• _Work to complete_
1/ In the article about the Ferris High science fair project, how many countries were represented among the students who submitted projects?
2/ Please list every food crop whose seeds were exposed to smoke in the article about the Ferris High science fair project.

• _Excerpted text_
*****
Two Spokane high school seniors brought home a second-place finish from one of the most competitive student science events on the planet, earning recognition for research that connects two of the region’s most pressing agricultural concerns: wildfire smoke and crop production.
Teddy Osborne, 18, and Anders Thogerson, 17, placed second in the world in environmental science at the Regeneron International Science and Engineering Fair (ISEF) in May 2026, held in Phoenix. The pair represented Ferris High School in a field of 1,383 projects submitted by students from 67 countries. Their finish came with a $2,400 prize and a distinction that has rarely been achieved by students from the Eastern Washington region in the fair’s 76-year history.
Smoke, Seeds, and Science
The project centered on how wildfire smoke affects the germination and early growth of common food crops. Osborne and Thogerson exposed seeds from broccoli, wheat, and rice plants to smoke, then compared their development against unsmoked control seeds. The results were striking: smoked seeds germinated more slowly and, under microscopic examination, showed surface cracks and material deposits not seen in their untreated counterparts.
The research unfolded over the course of a full school year as part of Ferris High’s biomedical innovations class, guided by teacher Darci Hastings. Hastings, who has spent 26 years in education, drew on a connection to a previous ISEF standout to strengthen the project’s scientific depth. Anna Armstrong, a student who earned fourth place in environmental engineering at the 2022 fair and is now a senior at Western Washington University, contributed scanning electron microscope images that helped document the microscopic changes in the smoked seeds.
*****
• _Dataset content_

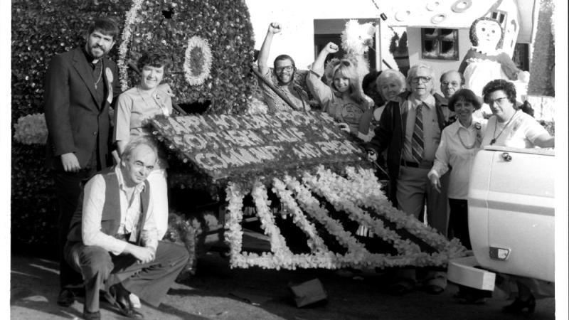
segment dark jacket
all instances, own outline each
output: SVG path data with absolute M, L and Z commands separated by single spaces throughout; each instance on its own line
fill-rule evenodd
*****
• _Solved tasks_
1/ 67 countries

2/ Broccoli, wheat, and rice